Identification : Resolution

Image resolution is the detail an image holds.  Resolution could be expressed in a number of ways.  In the field, resolution is determined by ones visual acuity, the distance from the bird and the magnification of the optics being used.  In print, resolution may be defined in terms of dots per inch or dots per centimeter on paper.

On the screen, it is determined by the number of horizontal lines.  If we had no means to zoom into digital photographs on screen then the screen resolution would determine the maximum resolution for identification purposes.  Luckily however every image viewing software package allows us to zoom into an image and inspect it's fine detail right down to its minute components, its pixels.  This zoom function is of huge advantage over photographic film.

So when it comes to digital images resolution is best expressed in terms of pixel resolution.

---

PROBLEM REQUIREMENTS –
Copy word for word the passage of the page on image resolution starting at "On the screen, it" and ending at "over photographic film.".

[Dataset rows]
---

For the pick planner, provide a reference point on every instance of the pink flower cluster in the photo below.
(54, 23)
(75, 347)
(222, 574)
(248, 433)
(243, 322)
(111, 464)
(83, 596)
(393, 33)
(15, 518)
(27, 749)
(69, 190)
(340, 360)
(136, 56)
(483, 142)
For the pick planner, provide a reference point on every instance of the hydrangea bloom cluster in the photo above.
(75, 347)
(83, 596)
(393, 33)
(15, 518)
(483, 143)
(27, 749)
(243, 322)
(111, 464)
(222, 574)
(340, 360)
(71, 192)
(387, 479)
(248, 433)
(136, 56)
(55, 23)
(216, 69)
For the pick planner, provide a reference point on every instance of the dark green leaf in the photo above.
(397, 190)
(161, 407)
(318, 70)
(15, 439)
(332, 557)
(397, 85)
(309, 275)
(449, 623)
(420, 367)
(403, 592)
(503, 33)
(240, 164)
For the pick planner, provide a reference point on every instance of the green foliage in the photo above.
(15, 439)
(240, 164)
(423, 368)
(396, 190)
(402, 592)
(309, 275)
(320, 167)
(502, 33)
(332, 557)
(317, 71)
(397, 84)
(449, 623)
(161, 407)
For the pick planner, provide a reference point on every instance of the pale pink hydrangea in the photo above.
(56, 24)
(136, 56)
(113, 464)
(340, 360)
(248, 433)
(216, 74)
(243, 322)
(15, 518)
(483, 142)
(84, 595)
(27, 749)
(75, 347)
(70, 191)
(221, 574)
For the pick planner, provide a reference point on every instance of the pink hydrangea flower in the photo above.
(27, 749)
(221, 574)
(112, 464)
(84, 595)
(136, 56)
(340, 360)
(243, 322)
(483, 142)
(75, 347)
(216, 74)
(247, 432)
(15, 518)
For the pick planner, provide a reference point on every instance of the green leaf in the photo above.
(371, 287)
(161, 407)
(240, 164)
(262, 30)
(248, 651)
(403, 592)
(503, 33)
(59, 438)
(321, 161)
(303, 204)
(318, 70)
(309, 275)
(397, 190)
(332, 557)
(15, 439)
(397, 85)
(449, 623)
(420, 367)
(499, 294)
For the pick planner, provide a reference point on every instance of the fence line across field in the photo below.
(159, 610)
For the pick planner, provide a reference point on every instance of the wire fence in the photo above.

---

RESPONSE TO THE EXERCISE –
On the screen, it is determined by the number of horizontal lines.  If we had no means to zoom into digital photographs on screen then the screen resolution would determine the maximum resolution for identification purposes.  Luckily however every image viewing software package allows us to zoom into an image and inspect it's fine detail right down to its minute components, its pixels.  This zoom function is of huge advantage over photographic film.